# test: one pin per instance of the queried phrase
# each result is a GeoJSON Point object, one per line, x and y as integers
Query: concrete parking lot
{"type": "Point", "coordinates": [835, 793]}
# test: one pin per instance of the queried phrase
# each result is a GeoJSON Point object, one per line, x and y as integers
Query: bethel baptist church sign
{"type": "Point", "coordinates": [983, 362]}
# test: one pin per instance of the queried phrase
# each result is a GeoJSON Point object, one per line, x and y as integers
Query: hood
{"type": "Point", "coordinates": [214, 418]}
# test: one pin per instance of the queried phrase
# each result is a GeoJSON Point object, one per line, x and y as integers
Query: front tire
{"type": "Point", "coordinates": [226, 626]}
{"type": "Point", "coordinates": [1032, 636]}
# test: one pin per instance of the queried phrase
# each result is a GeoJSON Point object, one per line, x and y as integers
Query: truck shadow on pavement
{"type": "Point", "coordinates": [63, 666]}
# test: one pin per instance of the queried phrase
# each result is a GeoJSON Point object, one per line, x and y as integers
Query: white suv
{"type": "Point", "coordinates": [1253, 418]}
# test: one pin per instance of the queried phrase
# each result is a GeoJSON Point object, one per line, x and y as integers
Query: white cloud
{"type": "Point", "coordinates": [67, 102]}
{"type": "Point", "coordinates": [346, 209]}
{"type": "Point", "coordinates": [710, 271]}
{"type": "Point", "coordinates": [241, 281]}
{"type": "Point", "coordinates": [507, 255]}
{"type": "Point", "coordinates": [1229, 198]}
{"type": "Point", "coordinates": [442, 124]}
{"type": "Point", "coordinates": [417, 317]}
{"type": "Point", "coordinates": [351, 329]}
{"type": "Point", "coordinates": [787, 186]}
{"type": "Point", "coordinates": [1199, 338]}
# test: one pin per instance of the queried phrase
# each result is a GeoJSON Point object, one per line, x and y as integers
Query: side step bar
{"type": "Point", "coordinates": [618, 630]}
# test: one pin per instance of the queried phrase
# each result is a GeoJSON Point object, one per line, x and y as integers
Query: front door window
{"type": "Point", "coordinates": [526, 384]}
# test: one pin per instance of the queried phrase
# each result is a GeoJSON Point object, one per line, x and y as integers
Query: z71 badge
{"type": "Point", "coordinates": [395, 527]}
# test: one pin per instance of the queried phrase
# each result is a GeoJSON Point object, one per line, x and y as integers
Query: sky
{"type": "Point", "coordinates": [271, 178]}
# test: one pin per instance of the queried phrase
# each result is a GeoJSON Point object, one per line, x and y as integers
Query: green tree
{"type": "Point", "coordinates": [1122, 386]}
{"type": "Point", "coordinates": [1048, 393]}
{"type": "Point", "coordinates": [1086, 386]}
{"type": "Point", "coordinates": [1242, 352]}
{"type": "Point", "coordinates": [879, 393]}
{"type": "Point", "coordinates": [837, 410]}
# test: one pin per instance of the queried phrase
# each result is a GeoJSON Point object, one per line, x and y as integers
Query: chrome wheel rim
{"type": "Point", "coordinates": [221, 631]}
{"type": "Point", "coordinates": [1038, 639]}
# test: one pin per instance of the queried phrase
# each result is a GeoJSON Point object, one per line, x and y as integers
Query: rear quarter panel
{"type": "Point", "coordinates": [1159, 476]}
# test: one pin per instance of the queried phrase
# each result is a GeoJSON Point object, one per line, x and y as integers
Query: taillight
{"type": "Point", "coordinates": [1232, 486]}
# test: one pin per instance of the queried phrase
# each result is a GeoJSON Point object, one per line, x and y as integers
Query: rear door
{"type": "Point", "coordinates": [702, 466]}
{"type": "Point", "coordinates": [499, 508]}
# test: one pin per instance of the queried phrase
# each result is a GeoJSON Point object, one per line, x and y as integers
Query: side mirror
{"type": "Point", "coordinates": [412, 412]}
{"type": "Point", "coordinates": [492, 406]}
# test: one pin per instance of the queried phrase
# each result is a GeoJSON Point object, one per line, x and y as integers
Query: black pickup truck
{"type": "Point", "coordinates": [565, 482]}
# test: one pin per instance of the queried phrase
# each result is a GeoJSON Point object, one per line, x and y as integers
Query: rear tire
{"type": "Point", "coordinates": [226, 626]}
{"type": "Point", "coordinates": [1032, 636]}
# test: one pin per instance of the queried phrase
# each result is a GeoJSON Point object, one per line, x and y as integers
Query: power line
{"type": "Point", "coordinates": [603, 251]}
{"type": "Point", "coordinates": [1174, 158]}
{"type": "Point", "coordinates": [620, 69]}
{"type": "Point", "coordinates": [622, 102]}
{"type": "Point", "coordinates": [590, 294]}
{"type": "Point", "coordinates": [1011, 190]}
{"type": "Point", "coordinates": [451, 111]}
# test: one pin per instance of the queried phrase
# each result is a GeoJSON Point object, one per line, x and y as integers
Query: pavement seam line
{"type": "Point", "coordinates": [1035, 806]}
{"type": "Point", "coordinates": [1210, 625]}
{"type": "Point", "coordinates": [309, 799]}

### Task
Reproduce the entries above exactly.

### Answer to the task
# test: one pin per instance of the queried phrase
# each result is a GeoJSON Point object, one per line, x and y as integers
Query: concrete parking lot
{"type": "Point", "coordinates": [835, 793]}
# test: one pin per instance of the queried phrase
# each result is a GeoJSON Point object, one per line, x and y as integers
Query: bethel baptist church sign
{"type": "Point", "coordinates": [983, 362]}
# test: one pin per instance of the queried phrase
# each result is a GeoJSON Point object, one per line, x and y as integers
Query: hood
{"type": "Point", "coordinates": [214, 418]}
# test: one pin per instance of the queried phrase
# each result is a GeoJSON Point object, one per line, x and y as integers
Query: front tire
{"type": "Point", "coordinates": [226, 626]}
{"type": "Point", "coordinates": [1032, 636]}
# test: one pin per instance of the queried phrase
# each result is a GeoJSON Point object, one per line, x and y as integers
Query: truck shadow on pavement
{"type": "Point", "coordinates": [63, 666]}
# test: one pin per instance of the queried phrase
# each result is a GeoJSON Point object, one per line, x and y as integers
Query: white suv
{"type": "Point", "coordinates": [1253, 418]}
# test: one pin per instance of the queried phrase
# each result is a GeoJSON Point object, one per line, x and y as integers
Query: white cloud
{"type": "Point", "coordinates": [67, 102]}
{"type": "Point", "coordinates": [346, 209]}
{"type": "Point", "coordinates": [710, 271]}
{"type": "Point", "coordinates": [241, 281]}
{"type": "Point", "coordinates": [507, 255]}
{"type": "Point", "coordinates": [1229, 198]}
{"type": "Point", "coordinates": [442, 124]}
{"type": "Point", "coordinates": [417, 317]}
{"type": "Point", "coordinates": [351, 329]}
{"type": "Point", "coordinates": [787, 186]}
{"type": "Point", "coordinates": [1199, 338]}
# test: one pin per instance of the queried phrase
# each result is a GeoJSON Point object, one per line, x and y as integers
Query: side step bar
{"type": "Point", "coordinates": [618, 630]}
# test: one pin per instance of the queried phrase
# each result is a GeoJSON Point object, one per line, x and y as integers
Query: front door window
{"type": "Point", "coordinates": [526, 384]}
# test: one pin per instance of the queried phrase
# each result is a GeoJSON Point object, one per line, x and y as integers
Query: z71 badge
{"type": "Point", "coordinates": [395, 527]}
# test: one pin per instance of the queried phrase
# each result is a GeoJSON Point object, one per line, x and y as integers
Query: sky
{"type": "Point", "coordinates": [271, 178]}
# test: one pin per instance of the queried phrase
# each result is a GeoJSON Point object, one per line, x and y as integers
Query: green tree
{"type": "Point", "coordinates": [1122, 386]}
{"type": "Point", "coordinates": [1048, 393]}
{"type": "Point", "coordinates": [1086, 386]}
{"type": "Point", "coordinates": [1242, 352]}
{"type": "Point", "coordinates": [879, 393]}
{"type": "Point", "coordinates": [837, 410]}
# test: one pin per instance of the queried phrase
# each result is a GeoJSON Point object, one per line, x and y as integers
Query: chrome wheel rim
{"type": "Point", "coordinates": [221, 631]}
{"type": "Point", "coordinates": [1038, 639]}
# test: one pin per instance of the queried phrase
# each result is a GeoJSON Point object, one per line, x and y as integers
Query: rear quarter panel
{"type": "Point", "coordinates": [1159, 476]}
# test: one pin per instance of the queried phrase
# each result is a GeoJSON Point object, one per line, x and y as integers
Query: taillight
{"type": "Point", "coordinates": [1232, 486]}
# test: one pin per instance of the queried phrase
# each result is a GeoJSON Point object, one per line, x and y as integers
Query: rear door
{"type": "Point", "coordinates": [702, 466]}
{"type": "Point", "coordinates": [499, 508]}
# test: one pin per instance of the queried phrase
# each result is a GeoJSON Point object, one per line, x and y as integers
Query: side mirror
{"type": "Point", "coordinates": [412, 412]}
{"type": "Point", "coordinates": [492, 406]}
# test: one pin per instance of the queried phrase
# each result is a GeoJSON Point object, one per line, x and y as integers
Query: black pickup truck
{"type": "Point", "coordinates": [565, 482]}
# test: one pin per instance of the queried phrase
# each result is a GeoJSON Point object, one per line, x and y as integers
Query: rear tire
{"type": "Point", "coordinates": [226, 626]}
{"type": "Point", "coordinates": [1032, 636]}
# test: one pin per instance of the queried phrase
# each result is a GeoJSON Point object, one per line, x and y as integers
Query: power line
{"type": "Point", "coordinates": [603, 251]}
{"type": "Point", "coordinates": [1174, 158]}
{"type": "Point", "coordinates": [620, 69]}
{"type": "Point", "coordinates": [622, 102]}
{"type": "Point", "coordinates": [590, 294]}
{"type": "Point", "coordinates": [1011, 190]}
{"type": "Point", "coordinates": [451, 111]}
# test: one pin per instance of the queried phrase
# each result is a GeoJSON Point object, one per line, x and y as integers
Query: pavement seam line
{"type": "Point", "coordinates": [1035, 806]}
{"type": "Point", "coordinates": [1210, 625]}
{"type": "Point", "coordinates": [309, 799]}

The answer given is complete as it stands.